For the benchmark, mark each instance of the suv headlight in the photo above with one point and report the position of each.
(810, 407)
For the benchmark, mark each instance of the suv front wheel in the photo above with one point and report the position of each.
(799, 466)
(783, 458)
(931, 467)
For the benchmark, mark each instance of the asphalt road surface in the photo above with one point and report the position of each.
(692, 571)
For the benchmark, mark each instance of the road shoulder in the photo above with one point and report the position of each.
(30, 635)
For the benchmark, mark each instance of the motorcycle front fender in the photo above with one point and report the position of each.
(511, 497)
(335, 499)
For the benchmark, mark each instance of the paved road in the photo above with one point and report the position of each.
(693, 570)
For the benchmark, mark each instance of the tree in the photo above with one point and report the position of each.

> **WHAT IS BEING ASKED**:
Render all the items above as a numbered list, leaving out any blank lines.

> **SOLUTION BELOW**:
1. For the benchmark, mark each instance of the suv headlight in the photo above with one point and report the position of each.
2. (810, 407)
3. For the benchmark, mark each instance of the suv front wheel in the photo above with one point and report the position of each.
4. (799, 466)
5. (783, 458)
6. (931, 467)
7. For the benchmark, mark each instance of the asphalt road surface in the photo above with one point and report the position of each.
8. (692, 571)
9. For the benchmark, mark each instance of the road shoulder in the photo above with one point and report the position of each.
10. (30, 635)
11. For the benchmark, mark each instance of the motorcycle front fender in the photo above with one point and report the position of each.
12. (511, 497)
13. (335, 499)
14. For the benchmark, mark each instance of the paved road in the photo above with one point and report the position of each.
15. (693, 570)
16. For the benchmark, mark each instance of the tree in the photo above with one point and report the position of each.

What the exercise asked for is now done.